EXERCISE BRIEF: Go through the entries below and give the number of lines that have the string "ceramic", and only that.

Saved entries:
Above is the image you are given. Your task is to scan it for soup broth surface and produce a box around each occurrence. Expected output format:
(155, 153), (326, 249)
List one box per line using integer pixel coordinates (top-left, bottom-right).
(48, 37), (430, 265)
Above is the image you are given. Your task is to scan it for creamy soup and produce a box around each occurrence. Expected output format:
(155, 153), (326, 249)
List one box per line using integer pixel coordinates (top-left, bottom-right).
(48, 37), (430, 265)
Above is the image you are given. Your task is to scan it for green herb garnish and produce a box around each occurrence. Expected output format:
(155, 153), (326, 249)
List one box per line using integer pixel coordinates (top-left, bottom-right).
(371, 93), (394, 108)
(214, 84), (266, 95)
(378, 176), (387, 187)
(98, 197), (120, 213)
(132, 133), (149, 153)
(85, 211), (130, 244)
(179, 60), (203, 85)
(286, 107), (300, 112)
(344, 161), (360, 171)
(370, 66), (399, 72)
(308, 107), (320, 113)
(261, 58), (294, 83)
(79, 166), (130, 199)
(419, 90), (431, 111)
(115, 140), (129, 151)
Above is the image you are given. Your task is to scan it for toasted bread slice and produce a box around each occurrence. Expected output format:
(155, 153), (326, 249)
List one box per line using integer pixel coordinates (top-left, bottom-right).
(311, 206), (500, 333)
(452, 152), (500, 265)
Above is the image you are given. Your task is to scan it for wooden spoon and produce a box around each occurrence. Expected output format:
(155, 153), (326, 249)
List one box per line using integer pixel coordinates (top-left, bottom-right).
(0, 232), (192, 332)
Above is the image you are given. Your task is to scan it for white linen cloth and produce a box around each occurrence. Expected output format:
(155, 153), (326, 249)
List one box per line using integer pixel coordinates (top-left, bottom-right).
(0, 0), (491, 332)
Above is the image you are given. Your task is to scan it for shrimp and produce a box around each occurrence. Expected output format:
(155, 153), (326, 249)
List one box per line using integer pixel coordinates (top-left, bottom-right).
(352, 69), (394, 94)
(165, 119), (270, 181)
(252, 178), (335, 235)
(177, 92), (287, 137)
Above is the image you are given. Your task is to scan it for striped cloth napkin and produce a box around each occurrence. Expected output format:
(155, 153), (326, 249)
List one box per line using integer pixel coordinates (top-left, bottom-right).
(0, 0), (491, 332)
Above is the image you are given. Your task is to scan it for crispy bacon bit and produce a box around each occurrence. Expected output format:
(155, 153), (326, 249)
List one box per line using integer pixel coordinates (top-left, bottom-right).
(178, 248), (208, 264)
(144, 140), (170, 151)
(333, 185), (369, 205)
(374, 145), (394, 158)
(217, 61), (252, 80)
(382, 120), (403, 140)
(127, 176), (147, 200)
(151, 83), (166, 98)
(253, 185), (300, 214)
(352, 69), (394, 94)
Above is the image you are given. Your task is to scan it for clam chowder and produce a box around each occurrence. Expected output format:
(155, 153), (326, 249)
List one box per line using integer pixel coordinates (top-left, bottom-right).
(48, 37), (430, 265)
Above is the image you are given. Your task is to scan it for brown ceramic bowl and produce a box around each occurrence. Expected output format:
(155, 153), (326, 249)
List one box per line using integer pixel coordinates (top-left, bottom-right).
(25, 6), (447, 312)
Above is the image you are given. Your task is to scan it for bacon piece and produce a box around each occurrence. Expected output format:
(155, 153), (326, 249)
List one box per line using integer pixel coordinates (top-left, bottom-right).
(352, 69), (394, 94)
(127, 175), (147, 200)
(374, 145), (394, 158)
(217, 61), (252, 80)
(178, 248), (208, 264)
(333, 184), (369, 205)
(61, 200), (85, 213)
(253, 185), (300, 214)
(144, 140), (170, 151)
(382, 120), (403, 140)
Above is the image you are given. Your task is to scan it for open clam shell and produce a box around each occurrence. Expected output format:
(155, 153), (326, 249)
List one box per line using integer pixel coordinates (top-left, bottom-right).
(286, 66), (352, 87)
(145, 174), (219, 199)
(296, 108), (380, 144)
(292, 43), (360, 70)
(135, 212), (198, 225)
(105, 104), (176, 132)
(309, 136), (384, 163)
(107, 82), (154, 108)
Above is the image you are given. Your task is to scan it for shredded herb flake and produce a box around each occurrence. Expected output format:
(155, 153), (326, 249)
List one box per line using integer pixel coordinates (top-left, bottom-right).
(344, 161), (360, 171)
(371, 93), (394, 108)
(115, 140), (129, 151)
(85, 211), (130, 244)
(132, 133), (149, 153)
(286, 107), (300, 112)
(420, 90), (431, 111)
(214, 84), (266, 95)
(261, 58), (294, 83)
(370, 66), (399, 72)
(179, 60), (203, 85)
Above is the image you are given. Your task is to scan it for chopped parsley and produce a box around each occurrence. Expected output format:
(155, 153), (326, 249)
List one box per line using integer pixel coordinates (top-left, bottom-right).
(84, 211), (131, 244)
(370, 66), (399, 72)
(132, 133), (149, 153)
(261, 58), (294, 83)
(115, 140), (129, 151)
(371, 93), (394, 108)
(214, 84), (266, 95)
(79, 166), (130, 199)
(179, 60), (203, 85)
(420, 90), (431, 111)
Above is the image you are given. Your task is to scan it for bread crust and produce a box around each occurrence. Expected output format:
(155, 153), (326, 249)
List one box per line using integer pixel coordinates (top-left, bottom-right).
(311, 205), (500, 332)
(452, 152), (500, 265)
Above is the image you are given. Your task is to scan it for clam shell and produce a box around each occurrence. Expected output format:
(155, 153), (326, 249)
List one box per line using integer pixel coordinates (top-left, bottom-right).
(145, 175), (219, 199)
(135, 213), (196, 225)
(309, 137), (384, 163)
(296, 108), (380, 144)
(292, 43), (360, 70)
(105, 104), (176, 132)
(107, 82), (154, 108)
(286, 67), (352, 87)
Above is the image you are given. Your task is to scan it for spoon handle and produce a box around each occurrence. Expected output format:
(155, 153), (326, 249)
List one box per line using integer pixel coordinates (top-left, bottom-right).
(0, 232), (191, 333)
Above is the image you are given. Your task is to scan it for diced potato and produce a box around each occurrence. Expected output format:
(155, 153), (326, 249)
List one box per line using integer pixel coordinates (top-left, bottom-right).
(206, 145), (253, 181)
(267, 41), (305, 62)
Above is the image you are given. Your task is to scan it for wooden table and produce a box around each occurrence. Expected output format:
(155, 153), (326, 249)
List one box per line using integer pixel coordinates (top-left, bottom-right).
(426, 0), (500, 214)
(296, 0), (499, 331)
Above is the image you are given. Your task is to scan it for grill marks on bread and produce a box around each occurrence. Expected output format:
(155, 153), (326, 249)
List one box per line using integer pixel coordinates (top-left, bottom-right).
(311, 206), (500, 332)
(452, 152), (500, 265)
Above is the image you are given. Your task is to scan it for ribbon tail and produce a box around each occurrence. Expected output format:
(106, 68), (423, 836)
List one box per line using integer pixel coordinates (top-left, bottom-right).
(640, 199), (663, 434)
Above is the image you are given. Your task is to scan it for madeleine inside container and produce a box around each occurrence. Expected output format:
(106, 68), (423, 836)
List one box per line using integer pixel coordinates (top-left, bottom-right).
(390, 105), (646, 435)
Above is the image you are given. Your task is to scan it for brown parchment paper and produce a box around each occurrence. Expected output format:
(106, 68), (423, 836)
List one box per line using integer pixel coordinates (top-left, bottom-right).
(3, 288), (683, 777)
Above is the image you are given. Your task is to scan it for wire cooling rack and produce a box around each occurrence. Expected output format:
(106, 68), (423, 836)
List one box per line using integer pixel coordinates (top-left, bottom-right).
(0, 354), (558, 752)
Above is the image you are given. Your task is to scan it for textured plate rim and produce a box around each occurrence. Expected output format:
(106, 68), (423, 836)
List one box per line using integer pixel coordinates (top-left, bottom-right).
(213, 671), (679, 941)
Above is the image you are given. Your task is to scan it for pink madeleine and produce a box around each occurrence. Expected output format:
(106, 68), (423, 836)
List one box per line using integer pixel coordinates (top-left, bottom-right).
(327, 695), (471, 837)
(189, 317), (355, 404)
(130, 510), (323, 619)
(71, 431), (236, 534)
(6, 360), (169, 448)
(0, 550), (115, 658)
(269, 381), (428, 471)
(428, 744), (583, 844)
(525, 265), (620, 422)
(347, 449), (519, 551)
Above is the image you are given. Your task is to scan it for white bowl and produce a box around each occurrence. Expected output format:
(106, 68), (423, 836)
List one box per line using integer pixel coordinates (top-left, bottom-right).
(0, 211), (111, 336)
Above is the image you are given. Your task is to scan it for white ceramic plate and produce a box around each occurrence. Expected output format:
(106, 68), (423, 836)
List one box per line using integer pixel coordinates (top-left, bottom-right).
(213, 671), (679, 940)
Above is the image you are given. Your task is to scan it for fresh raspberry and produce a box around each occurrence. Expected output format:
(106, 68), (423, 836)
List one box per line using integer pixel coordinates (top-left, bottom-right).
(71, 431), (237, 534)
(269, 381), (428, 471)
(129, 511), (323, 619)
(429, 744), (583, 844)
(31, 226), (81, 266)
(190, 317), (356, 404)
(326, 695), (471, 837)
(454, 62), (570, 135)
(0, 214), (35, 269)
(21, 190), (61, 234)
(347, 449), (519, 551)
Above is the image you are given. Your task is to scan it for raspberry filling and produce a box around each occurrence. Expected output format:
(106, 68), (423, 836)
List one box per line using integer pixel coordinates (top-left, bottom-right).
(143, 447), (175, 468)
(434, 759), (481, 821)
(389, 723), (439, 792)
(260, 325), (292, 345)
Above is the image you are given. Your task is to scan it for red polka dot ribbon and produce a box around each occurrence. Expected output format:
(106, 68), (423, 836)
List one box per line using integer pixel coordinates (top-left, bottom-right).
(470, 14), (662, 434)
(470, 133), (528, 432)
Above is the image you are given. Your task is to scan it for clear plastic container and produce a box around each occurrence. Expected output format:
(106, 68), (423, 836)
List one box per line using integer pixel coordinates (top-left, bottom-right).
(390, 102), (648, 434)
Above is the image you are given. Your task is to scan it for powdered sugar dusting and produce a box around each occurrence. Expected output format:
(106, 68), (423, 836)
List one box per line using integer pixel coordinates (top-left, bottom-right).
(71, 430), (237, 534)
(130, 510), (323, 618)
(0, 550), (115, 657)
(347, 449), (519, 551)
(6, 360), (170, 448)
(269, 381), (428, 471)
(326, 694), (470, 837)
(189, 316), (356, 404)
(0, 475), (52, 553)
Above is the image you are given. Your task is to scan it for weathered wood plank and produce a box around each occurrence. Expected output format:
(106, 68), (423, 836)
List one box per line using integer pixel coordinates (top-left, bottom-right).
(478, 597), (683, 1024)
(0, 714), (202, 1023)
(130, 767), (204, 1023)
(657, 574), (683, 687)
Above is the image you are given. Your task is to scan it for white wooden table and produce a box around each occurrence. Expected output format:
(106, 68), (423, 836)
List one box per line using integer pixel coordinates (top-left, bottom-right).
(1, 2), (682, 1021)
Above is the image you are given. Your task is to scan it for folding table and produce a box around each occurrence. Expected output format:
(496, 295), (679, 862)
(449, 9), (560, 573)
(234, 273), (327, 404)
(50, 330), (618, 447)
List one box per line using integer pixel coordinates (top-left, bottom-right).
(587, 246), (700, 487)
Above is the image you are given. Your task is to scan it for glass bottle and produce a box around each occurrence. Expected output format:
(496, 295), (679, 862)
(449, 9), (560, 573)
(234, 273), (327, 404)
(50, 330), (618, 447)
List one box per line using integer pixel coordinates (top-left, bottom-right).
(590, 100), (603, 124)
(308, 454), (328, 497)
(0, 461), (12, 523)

EXERCISE RESULT: 2